> _EXERCISE PROMPT_:
Copy every record below exactly.
** begin RECORDS SUPPLIED **
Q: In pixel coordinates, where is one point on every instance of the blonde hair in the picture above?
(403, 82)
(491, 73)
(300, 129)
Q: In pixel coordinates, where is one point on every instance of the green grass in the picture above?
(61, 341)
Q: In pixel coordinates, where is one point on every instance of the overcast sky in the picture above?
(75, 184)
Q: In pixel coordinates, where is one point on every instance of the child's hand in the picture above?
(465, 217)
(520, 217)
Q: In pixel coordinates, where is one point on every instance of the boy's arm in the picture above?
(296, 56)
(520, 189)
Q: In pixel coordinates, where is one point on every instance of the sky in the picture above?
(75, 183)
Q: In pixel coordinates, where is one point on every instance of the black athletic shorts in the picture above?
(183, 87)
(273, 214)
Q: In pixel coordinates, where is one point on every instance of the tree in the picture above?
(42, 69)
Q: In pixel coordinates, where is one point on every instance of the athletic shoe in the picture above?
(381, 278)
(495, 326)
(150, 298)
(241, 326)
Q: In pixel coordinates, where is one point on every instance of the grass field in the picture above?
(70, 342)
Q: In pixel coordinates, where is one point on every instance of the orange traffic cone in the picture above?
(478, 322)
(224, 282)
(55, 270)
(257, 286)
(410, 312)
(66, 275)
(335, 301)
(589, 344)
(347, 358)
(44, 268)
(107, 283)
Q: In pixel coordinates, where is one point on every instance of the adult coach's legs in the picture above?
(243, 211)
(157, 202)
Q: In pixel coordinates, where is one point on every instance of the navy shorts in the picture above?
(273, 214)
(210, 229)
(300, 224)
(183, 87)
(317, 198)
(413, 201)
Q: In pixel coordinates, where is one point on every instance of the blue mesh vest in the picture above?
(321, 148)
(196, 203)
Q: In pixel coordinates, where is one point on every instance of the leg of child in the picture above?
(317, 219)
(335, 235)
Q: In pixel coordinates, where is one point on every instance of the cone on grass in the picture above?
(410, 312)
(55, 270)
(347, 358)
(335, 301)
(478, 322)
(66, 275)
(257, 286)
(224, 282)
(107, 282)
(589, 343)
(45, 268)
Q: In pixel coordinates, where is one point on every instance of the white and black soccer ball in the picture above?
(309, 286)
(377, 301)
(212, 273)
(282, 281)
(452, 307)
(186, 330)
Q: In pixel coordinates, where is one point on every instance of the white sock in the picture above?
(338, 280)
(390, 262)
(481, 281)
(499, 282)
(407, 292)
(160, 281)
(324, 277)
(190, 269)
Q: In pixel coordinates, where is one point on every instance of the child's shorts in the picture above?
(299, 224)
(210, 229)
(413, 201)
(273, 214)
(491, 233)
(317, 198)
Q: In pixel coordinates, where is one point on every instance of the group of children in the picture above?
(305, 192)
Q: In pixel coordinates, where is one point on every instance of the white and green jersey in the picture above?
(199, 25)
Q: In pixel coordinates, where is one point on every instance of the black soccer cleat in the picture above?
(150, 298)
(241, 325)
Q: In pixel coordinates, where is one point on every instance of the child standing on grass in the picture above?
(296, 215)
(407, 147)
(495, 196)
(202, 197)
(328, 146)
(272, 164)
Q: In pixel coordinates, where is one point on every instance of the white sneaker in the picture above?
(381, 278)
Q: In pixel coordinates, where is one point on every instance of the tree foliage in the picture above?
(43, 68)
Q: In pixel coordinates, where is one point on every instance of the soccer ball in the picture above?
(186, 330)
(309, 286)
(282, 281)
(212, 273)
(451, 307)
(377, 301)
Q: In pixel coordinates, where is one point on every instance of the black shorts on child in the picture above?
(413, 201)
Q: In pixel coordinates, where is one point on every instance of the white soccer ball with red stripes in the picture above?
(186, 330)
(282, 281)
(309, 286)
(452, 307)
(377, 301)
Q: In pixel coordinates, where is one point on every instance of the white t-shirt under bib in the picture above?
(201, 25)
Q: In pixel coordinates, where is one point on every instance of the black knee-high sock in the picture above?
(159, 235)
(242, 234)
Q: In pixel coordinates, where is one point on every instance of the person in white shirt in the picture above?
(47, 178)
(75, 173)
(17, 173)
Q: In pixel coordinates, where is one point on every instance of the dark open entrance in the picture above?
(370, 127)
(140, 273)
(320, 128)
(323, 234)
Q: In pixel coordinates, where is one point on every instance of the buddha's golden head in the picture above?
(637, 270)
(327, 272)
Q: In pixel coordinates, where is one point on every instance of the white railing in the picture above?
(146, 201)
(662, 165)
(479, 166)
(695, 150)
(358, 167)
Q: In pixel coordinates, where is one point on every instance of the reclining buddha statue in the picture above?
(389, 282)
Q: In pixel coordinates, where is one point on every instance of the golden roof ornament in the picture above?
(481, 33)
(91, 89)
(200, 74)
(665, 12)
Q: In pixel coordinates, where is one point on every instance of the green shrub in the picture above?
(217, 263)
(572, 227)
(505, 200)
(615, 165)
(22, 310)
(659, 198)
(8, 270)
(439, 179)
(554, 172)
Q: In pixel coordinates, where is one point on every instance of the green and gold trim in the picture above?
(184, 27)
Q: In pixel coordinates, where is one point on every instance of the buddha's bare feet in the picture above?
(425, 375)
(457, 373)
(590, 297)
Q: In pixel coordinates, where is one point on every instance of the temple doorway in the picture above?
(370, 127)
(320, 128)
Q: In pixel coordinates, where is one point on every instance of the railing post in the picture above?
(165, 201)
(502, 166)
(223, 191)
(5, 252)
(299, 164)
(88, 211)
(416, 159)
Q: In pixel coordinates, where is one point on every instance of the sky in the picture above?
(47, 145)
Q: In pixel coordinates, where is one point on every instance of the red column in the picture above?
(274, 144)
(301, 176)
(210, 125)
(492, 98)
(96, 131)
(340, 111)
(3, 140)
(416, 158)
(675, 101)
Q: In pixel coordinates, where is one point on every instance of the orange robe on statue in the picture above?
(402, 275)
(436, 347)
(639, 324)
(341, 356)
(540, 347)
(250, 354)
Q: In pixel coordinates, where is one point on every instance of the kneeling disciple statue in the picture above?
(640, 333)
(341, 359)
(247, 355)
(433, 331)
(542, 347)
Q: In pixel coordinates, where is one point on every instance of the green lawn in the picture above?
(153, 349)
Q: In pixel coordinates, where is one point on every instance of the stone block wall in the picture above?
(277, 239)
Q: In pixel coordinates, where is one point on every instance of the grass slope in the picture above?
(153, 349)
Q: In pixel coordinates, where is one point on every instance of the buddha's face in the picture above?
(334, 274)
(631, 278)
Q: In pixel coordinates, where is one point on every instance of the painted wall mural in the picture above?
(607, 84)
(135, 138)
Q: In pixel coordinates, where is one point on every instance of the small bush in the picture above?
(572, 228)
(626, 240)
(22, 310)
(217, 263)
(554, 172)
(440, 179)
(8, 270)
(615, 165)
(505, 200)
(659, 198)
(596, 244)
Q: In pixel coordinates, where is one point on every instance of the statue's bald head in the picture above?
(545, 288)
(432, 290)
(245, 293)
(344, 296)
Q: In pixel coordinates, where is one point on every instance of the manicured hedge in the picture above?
** end RECORDS SUPPLIED **
> _COMPLETE OUTPUT_:
Q: In pixel coordinates, where is one point on every instance of the blonde hair in the picture above?
(403, 82)
(491, 73)
(300, 129)
Q: In pixel coordinates, where is one point on every instance of the green grass in the picture above?
(61, 341)
Q: In pixel coordinates, where is one point on every instance of the overcast sky in the picture above?
(75, 184)
Q: In pixel coordinates, where is one point on every instance of the child's hand in the picture above?
(465, 217)
(520, 217)
Q: In pixel coordinates, where is one point on every instance of the boy's arm in the picture above?
(296, 56)
(520, 189)
Q: In pixel coordinates, where is one point on every instance of the sky in the picture above?
(75, 183)
Q: In pixel coordinates, where is one point on every instance of the black athletic shorts in the picture above?
(183, 87)
(273, 214)
Q: In pixel coordinates, where is one point on every instance of the tree in the picture above?
(42, 69)
Q: In pixel coordinates, where is one point on every instance of the athletic shoe in the picture above?
(381, 278)
(495, 326)
(150, 298)
(241, 326)
Q: In pixel coordinates, where is one point on every instance of the grass field in the picture above?
(70, 342)
Q: In pixel coordinates, where is one point on every instance of the orange traffic cone in the picture above?
(478, 322)
(224, 282)
(55, 270)
(257, 286)
(410, 312)
(66, 275)
(335, 301)
(589, 344)
(347, 358)
(44, 268)
(107, 283)
Q: In pixel coordinates, where is one point on every instance of the adult coach's legs in the picture above?
(243, 211)
(157, 202)
Q: In pixel coordinates, where is one point on every instance of the navy shorts in the picture above?
(273, 214)
(210, 229)
(300, 224)
(183, 87)
(317, 198)
(413, 201)
Q: In pixel coordinates, where is one point on every instance of the blue mesh vest in the picture above?
(321, 148)
(196, 203)
Q: In pixel coordinates, where is one point on every instance of the leg of child in the picture above?
(317, 219)
(335, 235)
Q: In pixel coordinates, where is one point on every instance of the cone on grass in the picture above?
(410, 312)
(55, 270)
(347, 358)
(335, 301)
(478, 322)
(66, 275)
(257, 286)
(224, 282)
(107, 282)
(589, 343)
(45, 268)
Q: In pixel coordinates, where is one point on every instance of the white and black soccer ball in the picture above?
(309, 286)
(377, 301)
(212, 273)
(282, 281)
(452, 307)
(186, 330)
Q: In pixel coordinates, where is one point on every instance of the white sock in the picture above?
(338, 280)
(390, 262)
(481, 281)
(499, 282)
(407, 292)
(160, 281)
(324, 277)
(190, 269)
Q: In pixel coordinates, where is one point on every instance of the child's shorts in the picture above?
(299, 224)
(210, 229)
(413, 201)
(273, 214)
(491, 233)
(317, 198)
Q: In pixel coordinates, where is one point on every instance of the group of children in the picture above?
(305, 192)
Q: In pixel coordinates, where is one point on every instance of the white and green jersey in the picture above?
(199, 25)
Q: In pixel coordinates, where is one point on every instance of the black soccer cleat in the picture above?
(150, 298)
(241, 325)
Q: In pixel coordinates, where is one point on every instance of the child standing on grass in the picture above?
(296, 215)
(407, 147)
(495, 196)
(202, 197)
(328, 146)
(272, 164)
Q: In pixel coordinates, where is one point on every instance of the white sneaker in the picture above?
(381, 278)
Q: In pixel coordinates, where is one point on every instance of the tree foliage in the picture above?
(43, 68)
Q: In pixel coordinates, where is one point on every instance of the soccer ball in the picture above?
(186, 330)
(309, 286)
(282, 281)
(212, 273)
(451, 307)
(377, 301)
Q: In pixel coordinates, where is one point on every instance of the black shorts on child in the picture above?
(413, 201)
Q: In pixel coordinates, where is one point on every instance of the white soccer ball with red stripes in the picture above?
(186, 330)
(282, 281)
(309, 286)
(452, 307)
(377, 301)
Q: In pixel coordinates, where is one point on every instance of the white t-shirt under bib in the picture above?
(201, 25)
Q: In pixel coordinates, where is one point on every instance of the black knee-high sock in the picture above?
(159, 235)
(242, 234)
Q: In pixel coordinates, where is one point on every instance of the person in white shirt in the picture above?
(47, 178)
(75, 173)
(17, 173)
Q: In pixel coordinates, where is one point on every instance of the dark open entrance in the picture above?
(370, 127)
(140, 273)
(320, 128)
(323, 234)
Q: In pixel coordinates, where is one point on every instance of the buddha's golden head in the picture above?
(637, 270)
(327, 272)
Q: In pixel coordinates, where is one point on every instance of the white railing in the picture above?
(146, 201)
(662, 165)
(479, 166)
(695, 150)
(358, 167)
Q: In pixel coordinates, where is one point on every instance of the reclining buddha statue in the picture above?
(389, 282)
Q: In pixel coordinates, where is one point on every instance of the golden roof ornament in the picture above?
(481, 33)
(91, 89)
(200, 74)
(665, 12)
Q: In pixel coordinates, where is one point on every instance of the green shrub in the picture above?
(217, 263)
(572, 227)
(505, 200)
(615, 165)
(22, 310)
(659, 198)
(8, 270)
(439, 179)
(554, 172)
Q: In pixel coordinates, where is one point on every instance of the green and gold trim in the picture above?
(184, 27)
Q: In pixel coordinates, where is one point on every instance of the buddha's bare feet in the picture above?
(425, 375)
(457, 373)
(590, 297)
Q: In pixel coordinates, where is one point on every instance of the temple doorway in the picture above?
(370, 127)
(320, 128)
Q: In pixel coordinates, where is one point on every instance of the railing post in the picture above?
(165, 201)
(502, 166)
(223, 191)
(5, 252)
(299, 164)
(88, 211)
(416, 159)
Q: In pixel coordinates, where is one point on every instance of the sky in the picture above?
(47, 145)
Q: In pixel coordinates, where is one point on every instance of the red column in the picture above?
(274, 144)
(301, 176)
(210, 125)
(492, 98)
(96, 131)
(340, 111)
(3, 140)
(416, 158)
(675, 101)
Q: In pixel coordinates, where is one point on every instance of the orange robe on statue in the picture above?
(402, 275)
(436, 347)
(639, 324)
(341, 356)
(540, 347)
(250, 354)
Q: In pixel coordinates, where is one point on every instance of the kneeling disciple statue in the picture above?
(640, 333)
(341, 359)
(247, 355)
(433, 331)
(542, 347)
Q: In pixel coordinates, where is one point on every instance of the green lawn in the picture above?
(153, 349)
Q: In pixel coordinates, where is one point on every instance of the stone block wall in the picture above?
(277, 239)
Q: In pixel coordinates, where is one point on every instance of the grass slope in the picture above?
(153, 349)
Q: In pixel coordinates, where is one point on every instance of the buddha's face in the picture above?
(334, 274)
(631, 278)
Q: In pixel coordinates, where is one point on every instance of the painted wall mural in the picture above?
(607, 84)
(135, 138)
Q: In pixel coordinates, where is one point on every instance of the small bush in the picture above?
(572, 228)
(626, 240)
(22, 310)
(217, 263)
(554, 172)
(440, 179)
(8, 270)
(615, 165)
(505, 200)
(659, 198)
(596, 244)
Q: In pixel coordinates, where is one point on every instance of the statue's bald head in the picture above?
(545, 288)
(432, 290)
(245, 293)
(344, 296)
Q: In pixel coordinates, where is one point on every instance of the manicured hedge in the picture above?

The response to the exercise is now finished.